***** Study text *****
Clarification around reimbursed expenses

There has been some confusion around this aspect of the rules. Firstly, reimbursed expenses means a cost that your employee has paid for that you later give them back. Things like company credit card payments don’t count because the employee is not involved in the interaction.

For eligibility under R&D tax credit schemes, the cost must pay for something that is intrinsically part of the R&D project. Travel and subsistence costs are back on the agenda; benefits-in-kind, daily commute and training are not.

Confusion has arisen because HMRC have made changes to their guidance on reimbursement as qualifying expenditure under R&D tax credit schemes. The first 2009 guidance clearly allowed for employee expenses to be included. An amendment to the rules in 2014 changed the definition of staffing costs, which then referred solely to contractual costs. This excluded employee travel and subsistence expenditure.

In October 2016 this was changed back to the original inclusive definition in a change to HMRC’s online manual for the administration of R&D Tax Relief. Unfortunately, the absence of a retraction left some confusion. This was then resolved in July 2017, when HMRC announced way for companies to claim for the staff costs they excluded from R&D tax relief claims during the 2014-16 period.

Now the main areas of employee travel and subsistence are clearly included as allowable costs for an R&D tax credit claim. This does not include training, benefits-in-kind or commuting costs to and from their workplace. This is background that may not be absolutely necessary.
***** Dataset *****
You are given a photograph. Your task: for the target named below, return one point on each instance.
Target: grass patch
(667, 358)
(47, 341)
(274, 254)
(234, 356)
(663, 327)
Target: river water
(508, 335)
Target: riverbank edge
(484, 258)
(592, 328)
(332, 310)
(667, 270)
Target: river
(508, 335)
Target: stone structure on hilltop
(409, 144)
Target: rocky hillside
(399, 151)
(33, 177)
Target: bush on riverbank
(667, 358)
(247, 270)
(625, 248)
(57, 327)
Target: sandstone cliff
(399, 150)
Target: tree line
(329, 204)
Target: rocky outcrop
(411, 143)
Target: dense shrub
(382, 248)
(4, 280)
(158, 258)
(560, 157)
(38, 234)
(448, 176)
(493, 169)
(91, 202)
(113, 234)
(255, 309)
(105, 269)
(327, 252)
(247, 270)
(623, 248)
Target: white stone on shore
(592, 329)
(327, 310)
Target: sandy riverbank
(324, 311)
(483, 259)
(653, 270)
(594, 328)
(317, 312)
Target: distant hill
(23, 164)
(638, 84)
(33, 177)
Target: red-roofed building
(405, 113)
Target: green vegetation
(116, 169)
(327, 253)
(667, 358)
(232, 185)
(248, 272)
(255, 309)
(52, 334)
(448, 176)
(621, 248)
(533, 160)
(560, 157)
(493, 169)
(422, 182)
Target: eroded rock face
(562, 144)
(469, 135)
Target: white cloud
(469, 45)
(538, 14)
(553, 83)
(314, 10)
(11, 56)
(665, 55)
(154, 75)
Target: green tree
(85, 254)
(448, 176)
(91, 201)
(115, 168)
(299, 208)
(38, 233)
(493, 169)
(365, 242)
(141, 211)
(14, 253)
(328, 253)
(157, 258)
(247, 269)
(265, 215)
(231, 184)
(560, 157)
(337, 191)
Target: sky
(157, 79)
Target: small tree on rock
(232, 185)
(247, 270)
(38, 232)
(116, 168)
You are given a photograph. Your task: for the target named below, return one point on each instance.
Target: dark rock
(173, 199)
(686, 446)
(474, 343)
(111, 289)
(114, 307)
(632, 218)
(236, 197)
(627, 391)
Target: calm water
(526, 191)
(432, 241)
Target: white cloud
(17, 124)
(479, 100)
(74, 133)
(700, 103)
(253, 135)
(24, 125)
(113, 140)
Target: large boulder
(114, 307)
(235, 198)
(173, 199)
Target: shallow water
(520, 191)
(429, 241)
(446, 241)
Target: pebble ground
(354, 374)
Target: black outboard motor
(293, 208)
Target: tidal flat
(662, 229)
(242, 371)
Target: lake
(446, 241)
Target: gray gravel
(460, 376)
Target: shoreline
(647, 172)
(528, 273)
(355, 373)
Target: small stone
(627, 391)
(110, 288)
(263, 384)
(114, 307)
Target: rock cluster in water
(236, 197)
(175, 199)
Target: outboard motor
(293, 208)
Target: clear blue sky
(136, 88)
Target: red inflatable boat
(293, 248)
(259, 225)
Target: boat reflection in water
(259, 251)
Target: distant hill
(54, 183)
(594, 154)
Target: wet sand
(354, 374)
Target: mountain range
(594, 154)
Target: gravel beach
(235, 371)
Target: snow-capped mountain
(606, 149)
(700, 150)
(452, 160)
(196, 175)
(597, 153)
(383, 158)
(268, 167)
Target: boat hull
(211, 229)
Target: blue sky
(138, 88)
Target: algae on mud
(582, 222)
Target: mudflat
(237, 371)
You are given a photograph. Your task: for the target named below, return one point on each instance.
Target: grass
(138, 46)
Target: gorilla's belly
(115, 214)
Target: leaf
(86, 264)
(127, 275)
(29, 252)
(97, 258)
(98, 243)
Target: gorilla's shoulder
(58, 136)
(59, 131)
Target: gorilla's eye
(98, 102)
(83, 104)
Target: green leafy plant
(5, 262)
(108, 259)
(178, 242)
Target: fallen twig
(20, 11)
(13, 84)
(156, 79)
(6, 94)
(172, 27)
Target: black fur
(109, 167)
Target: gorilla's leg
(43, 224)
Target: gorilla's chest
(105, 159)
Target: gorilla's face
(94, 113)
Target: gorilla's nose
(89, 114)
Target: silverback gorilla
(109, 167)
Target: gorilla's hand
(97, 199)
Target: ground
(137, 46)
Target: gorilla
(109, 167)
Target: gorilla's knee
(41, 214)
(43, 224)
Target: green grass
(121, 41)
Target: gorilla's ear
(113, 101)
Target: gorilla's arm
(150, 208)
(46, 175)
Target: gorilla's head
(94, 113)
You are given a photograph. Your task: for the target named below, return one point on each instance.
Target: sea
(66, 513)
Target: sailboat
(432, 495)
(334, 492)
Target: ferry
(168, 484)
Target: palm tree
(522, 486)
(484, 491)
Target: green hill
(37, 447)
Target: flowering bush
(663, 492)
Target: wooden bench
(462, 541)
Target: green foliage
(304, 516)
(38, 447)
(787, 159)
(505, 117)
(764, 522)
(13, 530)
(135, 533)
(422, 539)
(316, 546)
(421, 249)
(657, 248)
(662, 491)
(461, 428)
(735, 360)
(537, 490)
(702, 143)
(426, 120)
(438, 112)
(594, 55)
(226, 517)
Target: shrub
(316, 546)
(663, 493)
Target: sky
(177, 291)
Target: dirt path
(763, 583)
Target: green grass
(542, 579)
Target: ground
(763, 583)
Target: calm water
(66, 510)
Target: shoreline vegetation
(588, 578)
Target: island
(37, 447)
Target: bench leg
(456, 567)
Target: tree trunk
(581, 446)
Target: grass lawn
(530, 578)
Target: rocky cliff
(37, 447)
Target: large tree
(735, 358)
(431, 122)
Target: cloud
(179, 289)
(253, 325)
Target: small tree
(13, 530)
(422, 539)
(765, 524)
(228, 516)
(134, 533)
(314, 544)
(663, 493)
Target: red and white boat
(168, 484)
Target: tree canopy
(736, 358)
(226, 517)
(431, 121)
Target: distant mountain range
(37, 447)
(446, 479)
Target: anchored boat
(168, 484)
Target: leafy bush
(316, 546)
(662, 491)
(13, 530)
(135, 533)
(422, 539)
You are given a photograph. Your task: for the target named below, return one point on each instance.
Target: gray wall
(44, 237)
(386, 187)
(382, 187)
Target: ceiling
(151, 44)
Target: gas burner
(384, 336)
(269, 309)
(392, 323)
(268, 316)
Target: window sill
*****
_What you will do_:
Translate this sentence from the text on reimbursed expenses into Spanish: "An amendment to the rules in 2014 changed the definition of staffing costs, which then referred solely to contractual costs."

_Output of the exercise_:
Una modificación de las normas en 2014 cambió la definición de los costes de personal, que a partir de entonces se refería únicamente a los costes contractuales.